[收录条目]
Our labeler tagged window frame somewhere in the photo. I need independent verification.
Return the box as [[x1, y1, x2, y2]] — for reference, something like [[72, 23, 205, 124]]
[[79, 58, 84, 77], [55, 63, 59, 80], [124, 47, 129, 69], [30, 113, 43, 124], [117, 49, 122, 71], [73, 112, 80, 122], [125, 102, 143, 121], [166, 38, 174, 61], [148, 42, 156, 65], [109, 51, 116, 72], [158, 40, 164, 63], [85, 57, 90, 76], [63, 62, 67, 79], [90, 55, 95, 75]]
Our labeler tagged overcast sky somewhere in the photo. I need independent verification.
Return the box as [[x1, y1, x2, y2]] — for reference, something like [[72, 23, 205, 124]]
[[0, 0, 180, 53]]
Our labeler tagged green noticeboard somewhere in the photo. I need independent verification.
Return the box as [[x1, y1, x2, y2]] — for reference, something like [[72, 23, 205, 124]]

任务目标 >> 将以上各行改写为编号列表，空行一律省略。

参考答案 >>
1. Our labeler tagged window frame somewhere in the photo. I need independent verification.
2. Return the box as [[x1, y1, x2, y2]] — for reference, something like [[72, 23, 205, 124]]
3. [[79, 58, 84, 77], [55, 63, 59, 80], [124, 47, 129, 69], [30, 113, 43, 124], [117, 49, 122, 71], [73, 112, 80, 122], [125, 102, 143, 121], [166, 38, 174, 61], [148, 42, 156, 65], [109, 51, 116, 72], [158, 40, 164, 63], [85, 57, 90, 76], [63, 62, 67, 79], [90, 55, 95, 75]]
4. Our labeler tagged overcast sky somewhere in the photo. I need independent verification.
5. Return the box as [[x1, y1, x2, y2]] — for reference, something like [[72, 23, 205, 124]]
6. [[0, 0, 180, 53]]
7. Our labeler tagged green noticeboard somewhere in the photo. I need independent verification.
8. Return the box as [[x1, y1, x2, y2]] — for reference, something like [[72, 23, 205, 124]]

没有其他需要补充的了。